Your goal: Set out every line of the data below as a numbered list, skipping any blank lines.

Input data:
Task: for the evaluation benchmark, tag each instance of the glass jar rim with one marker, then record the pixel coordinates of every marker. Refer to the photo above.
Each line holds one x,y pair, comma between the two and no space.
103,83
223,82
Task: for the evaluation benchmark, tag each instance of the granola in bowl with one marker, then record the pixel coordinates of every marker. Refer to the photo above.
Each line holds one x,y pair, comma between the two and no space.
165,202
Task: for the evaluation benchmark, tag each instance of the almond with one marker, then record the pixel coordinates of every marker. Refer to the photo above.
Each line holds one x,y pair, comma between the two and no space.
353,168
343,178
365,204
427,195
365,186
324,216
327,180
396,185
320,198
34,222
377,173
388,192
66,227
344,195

Result for this exercise:
1. Task: for the evaluation benchmark, tag each instance of the glass jar rim with one marker, then record the pixel coordinates of every marker. Refer to the photo above.
2. Each line holds one x,y pair, comma between the two and no space.
3. 103,83
4. 223,82
5. Task: for the evaluation benchmark, tag each instance of the granola in bowl with one marker, then record the pixel coordinates of every marker. Refer to the photo above.
6. Each line holds one x,y pair, comma between the two and no space.
7. 165,202
8. Task: for the evaluation benchmark, tag each instance of the almond with one marker, then record the pixel coordinates of every marker. Refer to the photo above.
9. Each line holds one x,y pair, comma between the two and no space.
10. 353,168
11. 343,178
12. 365,204
13. 427,195
14. 365,186
15. 324,216
16. 327,180
17. 396,185
18. 320,198
19. 34,222
20. 377,173
21. 388,192
22. 66,227
23. 344,195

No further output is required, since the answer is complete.